**What the task requires:** Only the lines from the line containing "above contains hilltop." to the end of the entries should be repeated, exactly as they appear.

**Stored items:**

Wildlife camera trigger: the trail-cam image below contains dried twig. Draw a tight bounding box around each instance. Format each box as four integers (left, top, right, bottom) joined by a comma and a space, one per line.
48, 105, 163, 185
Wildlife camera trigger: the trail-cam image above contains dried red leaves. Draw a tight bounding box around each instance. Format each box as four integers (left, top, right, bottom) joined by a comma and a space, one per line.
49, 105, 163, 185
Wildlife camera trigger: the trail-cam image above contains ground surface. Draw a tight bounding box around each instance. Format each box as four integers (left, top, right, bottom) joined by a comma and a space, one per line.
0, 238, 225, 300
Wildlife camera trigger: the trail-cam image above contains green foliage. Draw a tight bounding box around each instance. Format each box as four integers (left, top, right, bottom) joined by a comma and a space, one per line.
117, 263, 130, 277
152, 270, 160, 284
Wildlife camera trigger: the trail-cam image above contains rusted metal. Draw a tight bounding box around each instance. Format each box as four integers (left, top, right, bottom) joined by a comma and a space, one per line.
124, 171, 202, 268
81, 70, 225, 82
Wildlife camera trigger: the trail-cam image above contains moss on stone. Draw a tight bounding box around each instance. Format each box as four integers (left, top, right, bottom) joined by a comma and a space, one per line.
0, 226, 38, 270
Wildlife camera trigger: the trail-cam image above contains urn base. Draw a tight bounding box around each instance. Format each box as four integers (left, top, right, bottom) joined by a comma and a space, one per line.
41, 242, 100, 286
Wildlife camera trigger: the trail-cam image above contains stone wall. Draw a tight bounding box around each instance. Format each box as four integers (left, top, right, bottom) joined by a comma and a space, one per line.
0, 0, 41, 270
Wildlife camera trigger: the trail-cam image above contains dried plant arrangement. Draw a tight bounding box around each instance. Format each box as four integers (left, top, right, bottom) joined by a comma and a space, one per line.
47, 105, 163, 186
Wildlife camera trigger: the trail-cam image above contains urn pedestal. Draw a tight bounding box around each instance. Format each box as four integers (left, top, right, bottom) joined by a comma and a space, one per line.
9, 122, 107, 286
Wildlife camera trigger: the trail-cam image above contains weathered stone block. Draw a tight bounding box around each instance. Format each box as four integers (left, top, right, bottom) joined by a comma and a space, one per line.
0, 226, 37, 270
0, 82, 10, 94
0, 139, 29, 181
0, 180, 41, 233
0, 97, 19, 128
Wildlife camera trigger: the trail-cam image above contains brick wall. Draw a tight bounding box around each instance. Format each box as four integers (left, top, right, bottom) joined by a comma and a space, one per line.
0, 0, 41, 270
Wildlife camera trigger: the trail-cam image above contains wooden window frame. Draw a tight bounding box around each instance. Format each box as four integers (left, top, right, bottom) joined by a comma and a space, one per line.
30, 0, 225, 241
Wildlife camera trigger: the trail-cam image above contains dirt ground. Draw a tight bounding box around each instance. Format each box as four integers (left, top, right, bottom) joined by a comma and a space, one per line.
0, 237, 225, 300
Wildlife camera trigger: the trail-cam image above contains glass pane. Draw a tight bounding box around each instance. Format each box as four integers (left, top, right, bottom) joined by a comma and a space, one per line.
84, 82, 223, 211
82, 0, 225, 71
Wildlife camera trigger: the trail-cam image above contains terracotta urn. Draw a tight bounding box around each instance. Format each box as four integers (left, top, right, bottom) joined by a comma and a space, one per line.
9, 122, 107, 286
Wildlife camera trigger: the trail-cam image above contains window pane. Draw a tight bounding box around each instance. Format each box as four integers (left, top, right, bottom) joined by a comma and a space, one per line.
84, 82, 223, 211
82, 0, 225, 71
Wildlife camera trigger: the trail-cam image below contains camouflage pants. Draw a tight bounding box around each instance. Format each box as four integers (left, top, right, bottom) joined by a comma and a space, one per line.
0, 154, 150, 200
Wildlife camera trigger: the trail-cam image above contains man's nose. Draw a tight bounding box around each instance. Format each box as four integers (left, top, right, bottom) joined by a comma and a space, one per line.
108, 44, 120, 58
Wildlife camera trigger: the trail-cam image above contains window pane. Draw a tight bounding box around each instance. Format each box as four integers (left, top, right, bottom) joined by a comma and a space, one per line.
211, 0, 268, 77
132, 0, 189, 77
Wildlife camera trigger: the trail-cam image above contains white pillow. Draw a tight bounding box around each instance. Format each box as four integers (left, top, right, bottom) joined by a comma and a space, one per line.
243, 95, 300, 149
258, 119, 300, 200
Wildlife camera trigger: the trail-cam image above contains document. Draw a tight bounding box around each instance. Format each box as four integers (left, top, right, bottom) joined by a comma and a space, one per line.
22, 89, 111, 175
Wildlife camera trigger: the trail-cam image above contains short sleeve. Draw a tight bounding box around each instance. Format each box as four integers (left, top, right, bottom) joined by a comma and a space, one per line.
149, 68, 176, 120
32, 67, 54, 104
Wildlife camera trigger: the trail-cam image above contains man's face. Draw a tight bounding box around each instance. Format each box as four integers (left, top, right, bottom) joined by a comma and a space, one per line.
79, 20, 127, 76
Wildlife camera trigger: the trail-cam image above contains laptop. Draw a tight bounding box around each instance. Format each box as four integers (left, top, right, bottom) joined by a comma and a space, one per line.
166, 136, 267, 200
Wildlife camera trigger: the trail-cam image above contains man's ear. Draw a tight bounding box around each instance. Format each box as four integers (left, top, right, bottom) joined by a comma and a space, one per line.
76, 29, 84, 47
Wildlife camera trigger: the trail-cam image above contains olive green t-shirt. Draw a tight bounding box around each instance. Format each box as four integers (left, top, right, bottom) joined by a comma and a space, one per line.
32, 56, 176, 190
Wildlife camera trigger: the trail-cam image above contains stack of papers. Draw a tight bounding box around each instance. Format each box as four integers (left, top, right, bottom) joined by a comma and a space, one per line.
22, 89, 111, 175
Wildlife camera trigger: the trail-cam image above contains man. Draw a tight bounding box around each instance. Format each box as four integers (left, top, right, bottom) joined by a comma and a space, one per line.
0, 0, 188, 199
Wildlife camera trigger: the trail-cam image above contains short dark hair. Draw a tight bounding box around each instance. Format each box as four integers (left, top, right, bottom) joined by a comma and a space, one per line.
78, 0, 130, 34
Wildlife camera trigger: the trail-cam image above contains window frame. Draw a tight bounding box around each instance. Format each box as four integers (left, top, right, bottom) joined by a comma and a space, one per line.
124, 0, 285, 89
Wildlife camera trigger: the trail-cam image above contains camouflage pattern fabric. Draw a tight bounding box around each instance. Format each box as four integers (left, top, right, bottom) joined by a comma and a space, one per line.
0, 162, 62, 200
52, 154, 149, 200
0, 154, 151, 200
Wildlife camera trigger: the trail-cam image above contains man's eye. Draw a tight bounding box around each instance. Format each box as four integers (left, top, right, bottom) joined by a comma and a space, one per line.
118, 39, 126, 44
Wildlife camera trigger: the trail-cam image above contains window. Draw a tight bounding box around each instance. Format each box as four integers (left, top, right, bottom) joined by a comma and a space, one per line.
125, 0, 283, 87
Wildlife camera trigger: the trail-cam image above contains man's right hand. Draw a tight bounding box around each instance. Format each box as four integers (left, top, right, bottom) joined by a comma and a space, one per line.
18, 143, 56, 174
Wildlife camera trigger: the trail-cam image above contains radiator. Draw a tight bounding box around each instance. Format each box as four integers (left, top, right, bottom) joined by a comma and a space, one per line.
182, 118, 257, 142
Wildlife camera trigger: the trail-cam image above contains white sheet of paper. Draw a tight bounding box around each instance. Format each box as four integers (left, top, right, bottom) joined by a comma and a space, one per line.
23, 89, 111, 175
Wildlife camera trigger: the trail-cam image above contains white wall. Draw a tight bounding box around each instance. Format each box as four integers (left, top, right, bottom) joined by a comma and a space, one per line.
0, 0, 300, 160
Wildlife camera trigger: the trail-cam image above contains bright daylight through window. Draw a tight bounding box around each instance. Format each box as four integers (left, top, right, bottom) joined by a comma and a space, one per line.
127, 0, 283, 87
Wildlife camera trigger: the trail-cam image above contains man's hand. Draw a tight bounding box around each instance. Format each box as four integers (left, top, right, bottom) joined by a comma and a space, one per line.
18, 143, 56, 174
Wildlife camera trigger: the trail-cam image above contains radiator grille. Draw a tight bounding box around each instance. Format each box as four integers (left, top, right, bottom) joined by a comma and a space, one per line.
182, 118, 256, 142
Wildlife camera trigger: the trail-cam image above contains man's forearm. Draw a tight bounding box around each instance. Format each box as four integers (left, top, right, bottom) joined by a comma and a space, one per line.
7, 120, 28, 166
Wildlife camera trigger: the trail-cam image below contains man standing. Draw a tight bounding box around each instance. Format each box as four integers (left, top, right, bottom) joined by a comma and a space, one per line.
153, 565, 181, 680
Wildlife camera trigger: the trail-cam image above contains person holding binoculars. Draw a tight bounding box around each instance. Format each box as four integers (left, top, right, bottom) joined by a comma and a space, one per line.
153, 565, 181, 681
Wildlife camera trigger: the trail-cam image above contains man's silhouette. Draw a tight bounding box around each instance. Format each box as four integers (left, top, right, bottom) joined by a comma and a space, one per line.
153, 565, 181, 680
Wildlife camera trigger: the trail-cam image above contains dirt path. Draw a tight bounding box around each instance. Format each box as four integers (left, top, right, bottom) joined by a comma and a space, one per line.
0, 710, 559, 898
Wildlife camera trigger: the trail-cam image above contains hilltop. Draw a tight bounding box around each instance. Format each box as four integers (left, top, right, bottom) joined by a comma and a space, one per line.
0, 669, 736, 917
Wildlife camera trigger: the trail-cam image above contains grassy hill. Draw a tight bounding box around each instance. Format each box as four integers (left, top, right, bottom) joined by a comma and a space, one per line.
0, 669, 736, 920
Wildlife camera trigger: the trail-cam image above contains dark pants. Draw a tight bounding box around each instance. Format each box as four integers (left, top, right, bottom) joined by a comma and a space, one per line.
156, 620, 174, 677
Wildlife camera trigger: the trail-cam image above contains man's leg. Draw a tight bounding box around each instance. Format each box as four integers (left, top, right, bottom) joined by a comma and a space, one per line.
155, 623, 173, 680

**Reply:**
Wildlife camera trigger: the trail-cam image above contains hilltop. Draw a tight bounding box around each instance. Format each box as four integers (left, top, right, bottom) joined by a comma and a space, one per line.
0, 669, 736, 917
Wildlife camera trigger: the trail-cam image above contains grassy hill. Draw a tight bounding box around each instance. Format each box as four integers (left, top, right, bottom) joined by a comma and a space, one per line.
0, 669, 736, 920
Wildlife camera trigger: the trail-cam image above contains dark pants. Draw a tight bounding box around each instance. Format each box as four integers (left, top, right, bottom) joined by a comma and a space, one per line.
156, 620, 174, 677
Wildlife camera trigger: the trail-cam image above contains man's leg. Draw a tight bounding box around each instance. Format each box as four integers (left, top, right, bottom) joined by a comma and a space, one per line.
155, 623, 173, 680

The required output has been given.